§ Polecenie
Wyodrębnij z poniższego listingu każdy wiersz zawierający ciąg „scoreboard”. Wielkość liter ma znaczenie.

§ Listing
•••••

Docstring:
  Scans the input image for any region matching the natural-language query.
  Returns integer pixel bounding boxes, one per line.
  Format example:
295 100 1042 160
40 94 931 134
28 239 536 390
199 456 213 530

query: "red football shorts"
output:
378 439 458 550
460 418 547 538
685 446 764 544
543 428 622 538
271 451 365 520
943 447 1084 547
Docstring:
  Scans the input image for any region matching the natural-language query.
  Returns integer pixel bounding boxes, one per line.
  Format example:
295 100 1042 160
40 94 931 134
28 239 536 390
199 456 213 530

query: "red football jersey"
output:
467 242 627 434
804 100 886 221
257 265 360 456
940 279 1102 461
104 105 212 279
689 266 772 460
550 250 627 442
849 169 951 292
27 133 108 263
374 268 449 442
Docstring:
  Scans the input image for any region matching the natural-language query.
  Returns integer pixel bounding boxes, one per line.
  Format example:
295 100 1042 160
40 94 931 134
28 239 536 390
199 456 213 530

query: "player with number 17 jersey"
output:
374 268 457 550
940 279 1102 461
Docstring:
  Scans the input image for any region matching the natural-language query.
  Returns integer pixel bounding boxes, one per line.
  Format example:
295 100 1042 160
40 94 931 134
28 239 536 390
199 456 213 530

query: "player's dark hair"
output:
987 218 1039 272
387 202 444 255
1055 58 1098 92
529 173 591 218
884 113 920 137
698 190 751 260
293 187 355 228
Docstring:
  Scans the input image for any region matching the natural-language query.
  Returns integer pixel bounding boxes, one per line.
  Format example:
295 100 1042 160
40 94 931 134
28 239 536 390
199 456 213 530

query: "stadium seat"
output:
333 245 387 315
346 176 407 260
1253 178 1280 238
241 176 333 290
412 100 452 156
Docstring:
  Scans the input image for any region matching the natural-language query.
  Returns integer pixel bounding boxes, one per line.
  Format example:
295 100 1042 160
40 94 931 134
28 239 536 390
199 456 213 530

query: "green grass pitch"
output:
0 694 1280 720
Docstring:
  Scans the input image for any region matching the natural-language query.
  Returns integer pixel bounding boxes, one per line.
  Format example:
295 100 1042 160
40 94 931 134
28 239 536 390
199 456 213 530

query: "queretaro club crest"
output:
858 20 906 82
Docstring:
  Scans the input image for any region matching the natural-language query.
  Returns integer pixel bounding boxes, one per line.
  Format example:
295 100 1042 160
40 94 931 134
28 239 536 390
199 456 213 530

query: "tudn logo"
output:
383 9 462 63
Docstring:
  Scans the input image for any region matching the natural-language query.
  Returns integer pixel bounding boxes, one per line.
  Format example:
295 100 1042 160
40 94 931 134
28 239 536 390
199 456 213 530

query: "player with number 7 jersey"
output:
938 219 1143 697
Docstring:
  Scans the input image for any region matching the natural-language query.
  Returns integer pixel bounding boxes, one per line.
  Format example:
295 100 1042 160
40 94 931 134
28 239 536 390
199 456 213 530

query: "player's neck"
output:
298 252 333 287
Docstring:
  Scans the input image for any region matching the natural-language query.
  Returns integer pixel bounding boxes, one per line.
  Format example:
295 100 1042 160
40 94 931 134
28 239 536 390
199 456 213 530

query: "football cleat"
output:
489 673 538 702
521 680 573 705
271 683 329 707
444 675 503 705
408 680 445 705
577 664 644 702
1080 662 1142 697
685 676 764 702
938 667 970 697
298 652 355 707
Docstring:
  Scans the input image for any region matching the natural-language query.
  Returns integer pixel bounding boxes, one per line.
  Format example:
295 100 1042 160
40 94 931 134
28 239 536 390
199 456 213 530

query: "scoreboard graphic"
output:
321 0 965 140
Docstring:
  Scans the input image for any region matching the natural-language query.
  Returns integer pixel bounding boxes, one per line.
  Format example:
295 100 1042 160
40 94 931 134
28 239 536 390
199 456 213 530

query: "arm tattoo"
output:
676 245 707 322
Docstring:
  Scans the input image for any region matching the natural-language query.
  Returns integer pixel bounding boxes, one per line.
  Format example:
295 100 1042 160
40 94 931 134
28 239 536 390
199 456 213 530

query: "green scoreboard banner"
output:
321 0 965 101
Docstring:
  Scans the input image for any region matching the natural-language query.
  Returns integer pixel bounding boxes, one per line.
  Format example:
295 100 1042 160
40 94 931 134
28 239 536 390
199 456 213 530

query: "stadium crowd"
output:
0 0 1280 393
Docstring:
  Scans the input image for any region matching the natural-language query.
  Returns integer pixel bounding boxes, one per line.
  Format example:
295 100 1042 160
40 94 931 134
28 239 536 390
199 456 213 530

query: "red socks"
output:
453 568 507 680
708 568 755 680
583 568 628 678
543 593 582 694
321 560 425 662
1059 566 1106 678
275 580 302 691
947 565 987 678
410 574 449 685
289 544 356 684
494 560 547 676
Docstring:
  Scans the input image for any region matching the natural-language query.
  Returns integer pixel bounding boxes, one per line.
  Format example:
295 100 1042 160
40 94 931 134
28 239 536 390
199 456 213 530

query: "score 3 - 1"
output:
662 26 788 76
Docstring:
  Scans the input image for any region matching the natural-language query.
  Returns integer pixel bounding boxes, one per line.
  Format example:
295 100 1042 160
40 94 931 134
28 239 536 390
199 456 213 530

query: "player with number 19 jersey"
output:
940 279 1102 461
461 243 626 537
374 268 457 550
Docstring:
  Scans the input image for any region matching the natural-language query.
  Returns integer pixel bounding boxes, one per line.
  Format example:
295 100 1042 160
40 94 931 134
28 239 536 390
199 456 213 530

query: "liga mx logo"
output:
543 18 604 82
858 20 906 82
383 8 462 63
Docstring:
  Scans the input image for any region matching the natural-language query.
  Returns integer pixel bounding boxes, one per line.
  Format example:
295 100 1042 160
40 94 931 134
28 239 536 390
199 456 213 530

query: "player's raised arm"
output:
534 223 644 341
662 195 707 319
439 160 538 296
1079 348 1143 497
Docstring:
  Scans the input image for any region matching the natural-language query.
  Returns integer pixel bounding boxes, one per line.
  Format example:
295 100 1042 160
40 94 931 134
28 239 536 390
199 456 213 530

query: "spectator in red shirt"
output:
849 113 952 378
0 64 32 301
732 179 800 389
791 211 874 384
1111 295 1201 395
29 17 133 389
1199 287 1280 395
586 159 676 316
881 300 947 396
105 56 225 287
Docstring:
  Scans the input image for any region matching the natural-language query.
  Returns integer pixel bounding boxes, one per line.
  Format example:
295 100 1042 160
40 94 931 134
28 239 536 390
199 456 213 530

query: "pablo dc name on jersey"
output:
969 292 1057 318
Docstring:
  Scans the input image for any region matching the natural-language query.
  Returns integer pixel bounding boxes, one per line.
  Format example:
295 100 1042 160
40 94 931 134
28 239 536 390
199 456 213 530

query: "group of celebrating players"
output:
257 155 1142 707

•••••

§ Poprawny wynik
query: "scoreboard graphic"
query: "green scoreboard banner"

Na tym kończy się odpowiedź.